◆ Task prompt ◆
Show every line of the records that contains the word "aisle", treating uppercase and lowercase as different.

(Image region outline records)
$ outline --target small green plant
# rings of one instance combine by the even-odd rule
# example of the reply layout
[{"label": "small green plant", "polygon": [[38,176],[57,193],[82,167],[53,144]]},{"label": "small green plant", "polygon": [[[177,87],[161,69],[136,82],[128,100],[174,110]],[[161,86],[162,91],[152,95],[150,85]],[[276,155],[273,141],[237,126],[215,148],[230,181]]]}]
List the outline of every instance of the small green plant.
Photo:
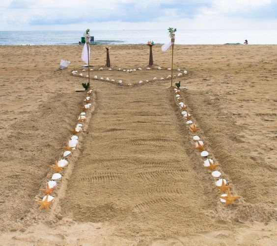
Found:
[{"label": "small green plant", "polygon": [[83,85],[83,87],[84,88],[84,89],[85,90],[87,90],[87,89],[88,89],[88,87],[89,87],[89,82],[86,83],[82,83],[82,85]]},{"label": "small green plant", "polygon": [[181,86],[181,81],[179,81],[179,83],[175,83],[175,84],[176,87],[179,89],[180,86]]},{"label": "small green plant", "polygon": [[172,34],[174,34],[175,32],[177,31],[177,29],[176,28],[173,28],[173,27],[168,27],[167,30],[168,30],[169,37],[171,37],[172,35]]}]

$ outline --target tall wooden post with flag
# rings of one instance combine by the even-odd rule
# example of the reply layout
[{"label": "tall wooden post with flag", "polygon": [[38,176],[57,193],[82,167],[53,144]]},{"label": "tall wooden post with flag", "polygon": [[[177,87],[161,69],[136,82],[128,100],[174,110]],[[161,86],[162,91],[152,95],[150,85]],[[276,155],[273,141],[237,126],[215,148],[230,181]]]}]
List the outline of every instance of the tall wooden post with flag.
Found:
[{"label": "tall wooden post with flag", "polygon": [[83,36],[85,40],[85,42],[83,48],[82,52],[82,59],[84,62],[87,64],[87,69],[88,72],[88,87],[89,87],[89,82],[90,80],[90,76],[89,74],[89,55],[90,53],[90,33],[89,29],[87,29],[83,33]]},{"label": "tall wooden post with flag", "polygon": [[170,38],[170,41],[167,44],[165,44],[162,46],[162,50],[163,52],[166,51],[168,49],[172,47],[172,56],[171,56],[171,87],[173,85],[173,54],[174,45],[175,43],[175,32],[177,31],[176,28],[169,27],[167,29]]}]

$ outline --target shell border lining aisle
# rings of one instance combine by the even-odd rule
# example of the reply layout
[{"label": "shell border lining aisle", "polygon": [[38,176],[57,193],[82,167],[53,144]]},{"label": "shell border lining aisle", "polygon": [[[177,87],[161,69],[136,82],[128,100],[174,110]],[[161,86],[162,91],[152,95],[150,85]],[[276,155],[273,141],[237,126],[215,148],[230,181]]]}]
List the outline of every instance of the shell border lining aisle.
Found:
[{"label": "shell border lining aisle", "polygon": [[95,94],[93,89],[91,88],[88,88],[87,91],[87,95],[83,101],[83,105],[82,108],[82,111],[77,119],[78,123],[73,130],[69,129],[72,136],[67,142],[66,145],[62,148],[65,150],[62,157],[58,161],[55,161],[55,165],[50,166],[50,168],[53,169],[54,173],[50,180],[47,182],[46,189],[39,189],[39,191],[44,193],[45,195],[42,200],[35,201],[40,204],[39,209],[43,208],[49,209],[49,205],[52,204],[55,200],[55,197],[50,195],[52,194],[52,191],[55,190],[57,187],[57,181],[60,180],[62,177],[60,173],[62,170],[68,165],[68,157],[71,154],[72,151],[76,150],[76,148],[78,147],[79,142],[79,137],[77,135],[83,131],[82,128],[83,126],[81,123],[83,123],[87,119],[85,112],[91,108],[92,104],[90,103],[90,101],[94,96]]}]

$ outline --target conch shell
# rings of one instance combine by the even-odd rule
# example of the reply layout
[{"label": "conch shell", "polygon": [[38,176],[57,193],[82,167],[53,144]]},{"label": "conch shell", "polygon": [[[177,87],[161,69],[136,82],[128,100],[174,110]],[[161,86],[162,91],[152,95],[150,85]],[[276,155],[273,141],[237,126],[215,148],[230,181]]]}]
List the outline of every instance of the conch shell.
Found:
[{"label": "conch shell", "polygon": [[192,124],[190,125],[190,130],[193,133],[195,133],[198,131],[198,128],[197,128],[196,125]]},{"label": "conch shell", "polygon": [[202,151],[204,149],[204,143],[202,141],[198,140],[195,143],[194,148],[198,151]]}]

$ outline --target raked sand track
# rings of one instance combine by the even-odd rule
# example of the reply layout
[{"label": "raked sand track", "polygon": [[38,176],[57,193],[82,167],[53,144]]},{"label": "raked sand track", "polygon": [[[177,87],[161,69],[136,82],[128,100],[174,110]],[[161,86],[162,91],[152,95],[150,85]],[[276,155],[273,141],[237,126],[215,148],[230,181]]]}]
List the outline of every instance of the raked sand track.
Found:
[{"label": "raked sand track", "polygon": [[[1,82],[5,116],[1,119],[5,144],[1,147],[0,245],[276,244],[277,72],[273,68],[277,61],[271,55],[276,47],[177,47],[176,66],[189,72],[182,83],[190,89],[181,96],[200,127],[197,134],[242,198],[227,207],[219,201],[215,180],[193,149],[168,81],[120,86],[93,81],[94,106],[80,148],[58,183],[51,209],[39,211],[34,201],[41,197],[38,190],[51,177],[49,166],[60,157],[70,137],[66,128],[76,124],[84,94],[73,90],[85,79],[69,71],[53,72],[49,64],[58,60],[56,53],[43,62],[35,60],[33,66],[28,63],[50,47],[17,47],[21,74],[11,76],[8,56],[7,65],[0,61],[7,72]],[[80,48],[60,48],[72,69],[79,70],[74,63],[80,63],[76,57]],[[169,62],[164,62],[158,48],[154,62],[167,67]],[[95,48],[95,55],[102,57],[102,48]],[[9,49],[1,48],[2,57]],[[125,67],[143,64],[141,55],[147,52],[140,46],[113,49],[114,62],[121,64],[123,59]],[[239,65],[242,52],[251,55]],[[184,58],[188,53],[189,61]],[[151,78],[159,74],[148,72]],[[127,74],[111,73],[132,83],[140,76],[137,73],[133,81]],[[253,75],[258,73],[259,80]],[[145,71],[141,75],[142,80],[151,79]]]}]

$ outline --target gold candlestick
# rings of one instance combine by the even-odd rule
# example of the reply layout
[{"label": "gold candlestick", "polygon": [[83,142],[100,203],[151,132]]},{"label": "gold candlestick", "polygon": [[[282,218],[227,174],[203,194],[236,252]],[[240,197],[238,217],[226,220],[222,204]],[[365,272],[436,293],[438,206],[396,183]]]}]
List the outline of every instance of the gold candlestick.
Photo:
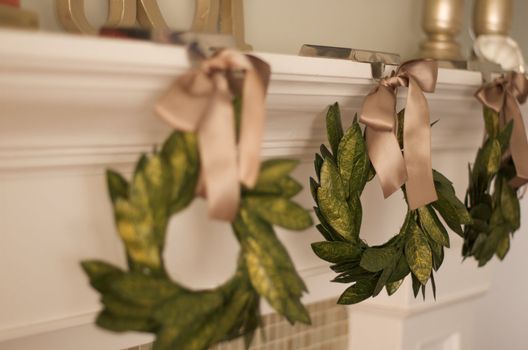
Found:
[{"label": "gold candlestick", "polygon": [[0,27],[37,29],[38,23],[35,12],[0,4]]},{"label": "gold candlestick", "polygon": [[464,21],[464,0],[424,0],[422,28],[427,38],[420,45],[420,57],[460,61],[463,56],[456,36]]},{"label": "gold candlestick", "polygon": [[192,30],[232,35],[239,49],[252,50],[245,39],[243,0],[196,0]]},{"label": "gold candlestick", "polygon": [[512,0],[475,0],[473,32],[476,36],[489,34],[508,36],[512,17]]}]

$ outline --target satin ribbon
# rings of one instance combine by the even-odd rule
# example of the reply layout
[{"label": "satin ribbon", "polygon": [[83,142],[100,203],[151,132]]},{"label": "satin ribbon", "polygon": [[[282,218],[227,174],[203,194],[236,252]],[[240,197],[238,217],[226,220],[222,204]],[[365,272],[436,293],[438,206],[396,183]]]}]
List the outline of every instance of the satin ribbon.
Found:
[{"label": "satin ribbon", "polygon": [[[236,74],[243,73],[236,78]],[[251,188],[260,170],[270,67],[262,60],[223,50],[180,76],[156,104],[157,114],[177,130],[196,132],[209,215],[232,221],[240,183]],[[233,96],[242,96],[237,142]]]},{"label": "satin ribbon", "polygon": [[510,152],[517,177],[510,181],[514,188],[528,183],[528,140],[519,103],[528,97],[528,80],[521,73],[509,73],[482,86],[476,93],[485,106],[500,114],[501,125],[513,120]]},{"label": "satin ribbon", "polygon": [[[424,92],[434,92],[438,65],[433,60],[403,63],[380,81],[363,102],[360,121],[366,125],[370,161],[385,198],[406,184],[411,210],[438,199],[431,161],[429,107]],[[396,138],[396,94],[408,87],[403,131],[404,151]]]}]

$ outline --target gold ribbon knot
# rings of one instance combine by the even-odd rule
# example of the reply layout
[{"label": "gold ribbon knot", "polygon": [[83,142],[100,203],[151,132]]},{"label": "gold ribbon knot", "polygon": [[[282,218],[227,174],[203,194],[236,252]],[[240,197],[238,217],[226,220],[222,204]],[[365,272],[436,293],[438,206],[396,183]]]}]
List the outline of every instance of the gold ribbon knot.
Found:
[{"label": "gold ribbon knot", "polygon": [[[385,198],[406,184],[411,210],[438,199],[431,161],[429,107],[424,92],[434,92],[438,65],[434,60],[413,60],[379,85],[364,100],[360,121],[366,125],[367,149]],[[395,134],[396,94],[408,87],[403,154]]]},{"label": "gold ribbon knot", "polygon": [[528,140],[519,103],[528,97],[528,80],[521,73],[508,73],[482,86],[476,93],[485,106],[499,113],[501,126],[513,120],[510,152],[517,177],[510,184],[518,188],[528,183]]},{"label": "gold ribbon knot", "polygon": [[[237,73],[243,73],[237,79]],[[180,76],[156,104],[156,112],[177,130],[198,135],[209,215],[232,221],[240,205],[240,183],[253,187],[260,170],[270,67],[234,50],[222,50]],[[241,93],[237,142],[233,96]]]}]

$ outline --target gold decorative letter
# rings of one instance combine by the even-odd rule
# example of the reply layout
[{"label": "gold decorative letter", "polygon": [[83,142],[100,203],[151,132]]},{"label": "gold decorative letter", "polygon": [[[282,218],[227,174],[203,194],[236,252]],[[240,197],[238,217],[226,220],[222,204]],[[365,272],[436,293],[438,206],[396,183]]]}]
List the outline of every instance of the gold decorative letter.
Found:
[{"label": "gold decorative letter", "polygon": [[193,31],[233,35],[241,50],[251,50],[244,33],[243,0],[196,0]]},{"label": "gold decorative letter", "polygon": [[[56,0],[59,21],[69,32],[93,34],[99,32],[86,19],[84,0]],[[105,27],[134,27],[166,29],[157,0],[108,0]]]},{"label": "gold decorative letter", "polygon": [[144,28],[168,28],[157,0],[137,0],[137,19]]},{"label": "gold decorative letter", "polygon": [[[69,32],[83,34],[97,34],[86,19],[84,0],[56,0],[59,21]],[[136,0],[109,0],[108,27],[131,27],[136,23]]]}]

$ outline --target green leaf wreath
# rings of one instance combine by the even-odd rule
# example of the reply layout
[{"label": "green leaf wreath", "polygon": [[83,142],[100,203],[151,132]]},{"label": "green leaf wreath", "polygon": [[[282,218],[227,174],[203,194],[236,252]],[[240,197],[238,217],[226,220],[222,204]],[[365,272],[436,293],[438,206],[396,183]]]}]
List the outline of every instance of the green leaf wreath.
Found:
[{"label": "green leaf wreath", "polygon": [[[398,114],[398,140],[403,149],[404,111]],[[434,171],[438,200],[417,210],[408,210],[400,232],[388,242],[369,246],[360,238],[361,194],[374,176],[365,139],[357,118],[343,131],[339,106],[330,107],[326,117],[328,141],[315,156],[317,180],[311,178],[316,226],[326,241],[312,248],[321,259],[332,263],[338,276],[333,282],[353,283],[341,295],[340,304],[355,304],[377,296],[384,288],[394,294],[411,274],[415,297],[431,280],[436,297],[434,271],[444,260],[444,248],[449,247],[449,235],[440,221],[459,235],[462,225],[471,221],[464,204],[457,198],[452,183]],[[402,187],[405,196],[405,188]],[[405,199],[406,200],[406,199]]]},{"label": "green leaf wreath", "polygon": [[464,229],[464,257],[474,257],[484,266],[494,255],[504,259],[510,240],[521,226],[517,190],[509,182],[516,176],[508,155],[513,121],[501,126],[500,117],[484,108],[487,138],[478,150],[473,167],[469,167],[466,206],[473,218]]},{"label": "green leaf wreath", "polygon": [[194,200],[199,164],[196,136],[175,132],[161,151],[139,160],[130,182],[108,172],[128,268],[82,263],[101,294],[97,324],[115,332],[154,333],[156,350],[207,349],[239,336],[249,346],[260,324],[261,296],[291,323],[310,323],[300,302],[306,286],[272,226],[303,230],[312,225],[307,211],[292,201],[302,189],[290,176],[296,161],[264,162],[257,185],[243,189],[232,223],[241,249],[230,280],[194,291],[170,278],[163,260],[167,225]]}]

◆ Right answer ◆
$ outline --target shell border lining aisle
[{"label": "shell border lining aisle", "polygon": [[38,176],[57,193],[82,167],[53,144]]},{"label": "shell border lining aisle", "polygon": [[[177,87],[161,69],[136,82],[128,100],[174,110]],[[161,86],[162,91],[152,95],[150,85]],[[276,155],[273,141],[237,126],[215,148],[230,181]]]}]
List the outline of every instance of the shell border lining aisle.
[{"label": "shell border lining aisle", "polygon": [[95,94],[93,89],[91,88],[88,88],[87,91],[87,95],[83,101],[83,105],[82,108],[82,111],[77,119],[78,123],[73,130],[69,129],[72,136],[67,142],[66,145],[62,148],[65,150],[62,157],[58,161],[55,161],[55,165],[50,166],[50,168],[53,169],[54,173],[50,180],[47,182],[46,189],[39,189],[39,191],[44,193],[45,195],[42,200],[35,201],[40,204],[39,209],[43,208],[49,209],[49,205],[52,204],[55,200],[55,197],[50,195],[52,194],[52,191],[55,190],[57,187],[57,181],[60,180],[62,177],[60,173],[62,170],[68,165],[68,157],[71,154],[72,151],[76,150],[76,148],[78,147],[79,142],[79,137],[77,135],[83,131],[82,128],[83,126],[81,123],[83,123],[87,119],[85,112],[91,108],[92,104],[90,103],[90,101],[94,96]]}]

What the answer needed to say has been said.